PROVIDED MATERIAL:
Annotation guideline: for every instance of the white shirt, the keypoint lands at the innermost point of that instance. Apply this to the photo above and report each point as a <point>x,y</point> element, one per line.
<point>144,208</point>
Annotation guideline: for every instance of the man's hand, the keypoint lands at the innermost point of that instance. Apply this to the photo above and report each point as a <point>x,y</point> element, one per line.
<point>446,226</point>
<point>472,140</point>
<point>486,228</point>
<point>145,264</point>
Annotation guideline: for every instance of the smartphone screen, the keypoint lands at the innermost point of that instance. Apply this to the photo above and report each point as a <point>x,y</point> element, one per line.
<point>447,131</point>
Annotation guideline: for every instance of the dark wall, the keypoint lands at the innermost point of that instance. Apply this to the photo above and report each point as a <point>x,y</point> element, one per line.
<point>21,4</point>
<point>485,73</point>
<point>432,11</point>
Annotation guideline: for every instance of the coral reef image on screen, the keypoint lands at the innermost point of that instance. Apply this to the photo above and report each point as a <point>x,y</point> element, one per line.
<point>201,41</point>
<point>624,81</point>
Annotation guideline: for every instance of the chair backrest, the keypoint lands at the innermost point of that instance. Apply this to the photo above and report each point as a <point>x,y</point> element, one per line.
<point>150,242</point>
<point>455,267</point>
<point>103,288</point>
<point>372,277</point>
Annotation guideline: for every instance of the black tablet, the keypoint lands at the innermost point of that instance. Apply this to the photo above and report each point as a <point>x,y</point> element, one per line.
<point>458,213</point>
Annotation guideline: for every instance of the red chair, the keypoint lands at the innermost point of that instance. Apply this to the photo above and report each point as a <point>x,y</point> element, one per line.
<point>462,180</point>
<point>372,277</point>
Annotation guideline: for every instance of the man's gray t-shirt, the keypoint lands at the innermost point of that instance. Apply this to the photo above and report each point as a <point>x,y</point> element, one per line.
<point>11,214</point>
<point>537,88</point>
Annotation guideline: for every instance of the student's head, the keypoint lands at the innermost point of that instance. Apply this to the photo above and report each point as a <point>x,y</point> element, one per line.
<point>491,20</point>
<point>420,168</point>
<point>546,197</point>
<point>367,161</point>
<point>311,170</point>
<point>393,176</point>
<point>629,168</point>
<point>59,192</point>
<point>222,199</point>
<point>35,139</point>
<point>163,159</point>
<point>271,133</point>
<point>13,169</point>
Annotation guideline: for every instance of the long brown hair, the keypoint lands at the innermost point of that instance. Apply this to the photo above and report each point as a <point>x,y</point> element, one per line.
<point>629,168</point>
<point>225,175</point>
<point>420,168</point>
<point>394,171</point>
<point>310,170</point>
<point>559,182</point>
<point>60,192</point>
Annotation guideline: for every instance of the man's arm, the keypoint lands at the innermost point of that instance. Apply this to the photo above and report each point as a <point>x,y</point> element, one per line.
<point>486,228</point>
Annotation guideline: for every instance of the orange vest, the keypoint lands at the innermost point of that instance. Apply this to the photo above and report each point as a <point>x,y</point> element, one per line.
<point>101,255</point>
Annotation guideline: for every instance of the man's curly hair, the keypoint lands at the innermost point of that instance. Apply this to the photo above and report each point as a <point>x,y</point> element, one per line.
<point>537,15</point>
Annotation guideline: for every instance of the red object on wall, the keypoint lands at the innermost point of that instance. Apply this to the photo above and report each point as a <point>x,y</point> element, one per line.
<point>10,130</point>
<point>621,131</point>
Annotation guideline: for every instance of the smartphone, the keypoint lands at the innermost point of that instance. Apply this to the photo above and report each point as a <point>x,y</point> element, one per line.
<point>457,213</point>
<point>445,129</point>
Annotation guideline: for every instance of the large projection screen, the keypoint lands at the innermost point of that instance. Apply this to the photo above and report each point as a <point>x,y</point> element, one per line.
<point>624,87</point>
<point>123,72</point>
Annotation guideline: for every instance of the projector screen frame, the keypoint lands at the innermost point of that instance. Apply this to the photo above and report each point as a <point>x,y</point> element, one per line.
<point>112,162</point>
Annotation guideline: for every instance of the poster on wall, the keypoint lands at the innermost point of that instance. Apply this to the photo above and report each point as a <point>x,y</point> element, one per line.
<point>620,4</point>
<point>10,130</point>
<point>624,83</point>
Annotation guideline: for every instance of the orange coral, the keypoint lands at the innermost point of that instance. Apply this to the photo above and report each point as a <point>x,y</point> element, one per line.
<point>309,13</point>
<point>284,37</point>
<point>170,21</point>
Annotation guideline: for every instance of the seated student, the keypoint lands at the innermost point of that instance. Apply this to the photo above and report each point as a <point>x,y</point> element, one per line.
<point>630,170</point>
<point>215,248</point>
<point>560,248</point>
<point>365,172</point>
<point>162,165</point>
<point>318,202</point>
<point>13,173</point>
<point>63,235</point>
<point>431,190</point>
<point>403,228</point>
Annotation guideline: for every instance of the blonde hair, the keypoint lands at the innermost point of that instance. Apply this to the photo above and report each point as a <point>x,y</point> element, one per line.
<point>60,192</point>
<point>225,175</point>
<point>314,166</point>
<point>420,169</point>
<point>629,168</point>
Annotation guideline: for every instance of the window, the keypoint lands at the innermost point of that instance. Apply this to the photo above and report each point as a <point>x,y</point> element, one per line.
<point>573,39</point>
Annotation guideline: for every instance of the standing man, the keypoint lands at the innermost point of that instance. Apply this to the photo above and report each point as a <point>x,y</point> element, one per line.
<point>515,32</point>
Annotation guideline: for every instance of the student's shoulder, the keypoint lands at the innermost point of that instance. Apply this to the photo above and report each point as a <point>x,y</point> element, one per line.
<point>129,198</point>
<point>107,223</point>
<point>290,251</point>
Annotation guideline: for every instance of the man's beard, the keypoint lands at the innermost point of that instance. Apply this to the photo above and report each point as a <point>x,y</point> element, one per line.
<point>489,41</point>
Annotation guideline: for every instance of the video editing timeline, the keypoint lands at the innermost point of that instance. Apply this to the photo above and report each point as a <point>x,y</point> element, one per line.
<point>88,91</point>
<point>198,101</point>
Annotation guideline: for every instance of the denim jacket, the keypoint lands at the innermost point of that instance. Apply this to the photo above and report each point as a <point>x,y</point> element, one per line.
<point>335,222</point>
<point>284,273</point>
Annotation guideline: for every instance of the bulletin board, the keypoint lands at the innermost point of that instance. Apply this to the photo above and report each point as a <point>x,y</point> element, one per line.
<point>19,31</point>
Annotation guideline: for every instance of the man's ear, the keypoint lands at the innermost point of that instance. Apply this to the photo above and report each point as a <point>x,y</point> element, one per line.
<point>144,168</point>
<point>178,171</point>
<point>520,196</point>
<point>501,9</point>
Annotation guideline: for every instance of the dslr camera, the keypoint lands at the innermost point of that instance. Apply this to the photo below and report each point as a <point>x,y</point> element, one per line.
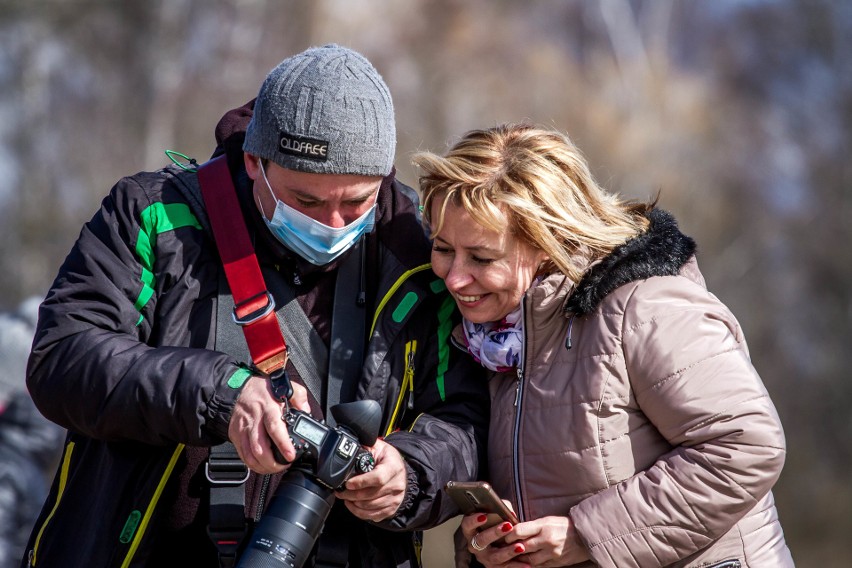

WORK TO BE COMPLETED:
Repeat the whole listing above word for word, but keep any picture out of it.

TASK SOLUTION:
Annotation guideline: for every instance of the white shirt, the keypoint lands at the innermost point of that instance. Apply this to the photo above and report each point as a <point>x,y</point> element, one per line.
<point>144,208</point>
Annotation guideline: for every instance of the man's hand, the keypoint lands at the innermost point of that instance. Apply this to the photo above and report each point as a <point>x,y</point> element, one per line.
<point>446,226</point>
<point>472,140</point>
<point>486,228</point>
<point>145,264</point>
Annotation guideline: for every instance of the smartphone screen, the keypoint lands at the innermost point of that instance. Apply this to the photo above and report each point as a <point>x,y</point> element, one per line.
<point>447,131</point>
Annotation guideline: for every instance of the dark wall, the keypoint lands at the innermost point of that instance. Apply this to the photo above and report each point as a <point>x,y</point> element, one per line.
<point>21,4</point>
<point>485,73</point>
<point>432,11</point>
Annotation guideline: for every instance of the coral reef image on screen, the keypoint lands at the innermost point of that instance. Apply this to the photo above and report each point as a <point>x,y</point> element, one per line.
<point>201,41</point>
<point>624,81</point>
Annotation guideline: for every instance of the chair backrest, the keypoint lands at the innermost point of that instance. Apply this to the photo above and report each point as a <point>x,y</point> element, one per line.
<point>150,242</point>
<point>455,267</point>
<point>103,288</point>
<point>372,277</point>
Annotation guideline: for every instance of the black tablet, the keypoint lands at the innermost point of that instance. Apply this to the photo above and report each point as a <point>x,y</point> element, one per line.
<point>458,213</point>
Annotation guideline: for every instance of the red chair, the keypoint lands at the innermost point of that instance. Apply this to the photo above and report each point as a <point>x,y</point> element, one per line.
<point>462,180</point>
<point>372,277</point>
Annotation guideline: for every instance of the man's gray t-shirt, the keypoint lands at the innermost point of that instance. Apply this to the photo above and report each point as a <point>x,y</point> element, one per line.
<point>11,214</point>
<point>537,88</point>
Annotation guideline: for every instance of the student's head, the keypoint lands at the innermost point of that instance. Apply this to the photo above and report each point as a <point>x,y</point> element, one per line.
<point>491,20</point>
<point>420,168</point>
<point>546,197</point>
<point>367,161</point>
<point>311,170</point>
<point>393,176</point>
<point>629,168</point>
<point>59,192</point>
<point>222,199</point>
<point>35,139</point>
<point>163,159</point>
<point>271,133</point>
<point>13,169</point>
Annotation guideline: for every instance of the long brown hair, the keypoint lands at the innermost point of that instance. Apply this to the photo above and report each point as a <point>x,y</point> element, one per line.
<point>629,168</point>
<point>225,175</point>
<point>420,168</point>
<point>394,171</point>
<point>310,170</point>
<point>559,182</point>
<point>60,192</point>
Annotation guideline: for every instance of the man's arm, the keypoint lands at the innermost point of that instance. Apply this to the photo above and report each point as a <point>x,y</point> element, one per line.
<point>486,228</point>
Annotation guideline: for every instance of the orange vest, the keypoint lands at the innermost point of that instance. Apply this to the photo above and report each point as a <point>x,y</point> element, one per line.
<point>101,255</point>
Annotation guideline: for every instance of the man's curly hair, the keypoint lands at the innermost point of that instance. Apply this to the photo above and report each point as a <point>x,y</point> element, one per line.
<point>537,15</point>
Annotation guideline: for every instance of the red object on wall, the keypoint lands at the innermost point of that instance. Apply this to the photo above and report each point as a <point>x,y</point> element, one per line.
<point>10,130</point>
<point>621,131</point>
Annotation guideline: for every instance of the smartphone, the keypoint lands at the innermost point of that instance. Apply this to the photo above and report each point as a <point>x,y</point> element, one per line.
<point>457,213</point>
<point>445,129</point>
Annotation guideline: for every instance of the large projection screen, the keypoint lands at the innermost point of that instance. Apply this to the photo above and report each point as a <point>x,y</point> element, one per line.
<point>624,87</point>
<point>123,72</point>
Annotation guideline: for every instance of the projector screen frame, the keypoint lands at the innermost point of that instance. Apply this to the photo above and report each point as a <point>x,y</point> element, one per line.
<point>112,162</point>
Annotation guideline: for every instance of the poster on wall, the keypoint lands at the innermost point of that instance. Apply this to the photo above and report each point as a <point>x,y</point> element, one per line.
<point>620,4</point>
<point>10,130</point>
<point>624,83</point>
Annotation guideline: for every instance of the orange coral, the keypoint lands at the innermost point of that instance. Apply this to the photo above and report each point as a <point>x,y</point> element, one per line.
<point>309,13</point>
<point>284,37</point>
<point>170,21</point>
Annotation guideline: for every instance of the seated student, the keypoint lands at the innermost point of that instance. Apply this to the photo above and report each point as a <point>x,y</point> element, one per line.
<point>630,170</point>
<point>215,248</point>
<point>560,248</point>
<point>365,172</point>
<point>162,165</point>
<point>318,202</point>
<point>13,173</point>
<point>63,235</point>
<point>431,190</point>
<point>403,228</point>
Annotation guideline: for every instance of the blonde hair, the keypoint lands at the innermost point of that instance. Apply this to the photo above and report each point as a <point>x,y</point> element, one per line.
<point>60,192</point>
<point>225,175</point>
<point>314,166</point>
<point>420,169</point>
<point>629,168</point>
Annotation guideline: for every instance of the window, the keypoint lands at the innermost point of that instance. Apply this to the photo above and report each point as a <point>x,y</point> element, one per line.
<point>573,39</point>
Annotation guideline: for every instance of the standing man, the keypoint lands at the innermost point of that instance. Apply this to the photo above and report each point as a <point>x,y</point> element, one per line.
<point>515,32</point>
Annotation guideline: for every instance of the student's shoulder, the keypoint lands at the innermost point of that instance. Apply this to the photo above and report each point as a <point>x,y</point> element, one per line.
<point>129,198</point>
<point>107,223</point>
<point>290,251</point>
Annotation guideline: for every instance of the man's beard, the keypoint lands at the innermost point of that instance. Apply this to the photo above and report each point as a <point>x,y</point> element, one per line.
<point>489,41</point>
Annotation guideline: for every instance of the video editing timeline, the keypoint lands at the innermost point of that instance. Apply this to the photo above and report each point as a <point>x,y</point> element, one per line.
<point>88,91</point>
<point>198,101</point>
Annotation guideline: for every instance of the denim jacket, the keypoint lands at the innermost point of that instance. Apply this to the photo above and report each point as a <point>x,y</point> element, one per line.
<point>335,222</point>
<point>284,273</point>
Annotation guideline: for every instance of the bulletin board, the keypoint lands at the innermost point of that instance. Apply this to the photo above and report each point as a <point>x,y</point> element, one per line.
<point>19,31</point>
Annotation guideline: for every instance of the man's ear, the keypoint lands at the innermost point of that instance. Apply this to the photo above and report each point as a <point>x,y</point> element, one per line.
<point>144,168</point>
<point>178,171</point>
<point>520,196</point>
<point>501,9</point>
Annotation guideline: for every instance of the dslr camera, the keypoint lands at the innermost point of that instance. Apply this to the photo below and report each point as a <point>x,y</point> element, one per line.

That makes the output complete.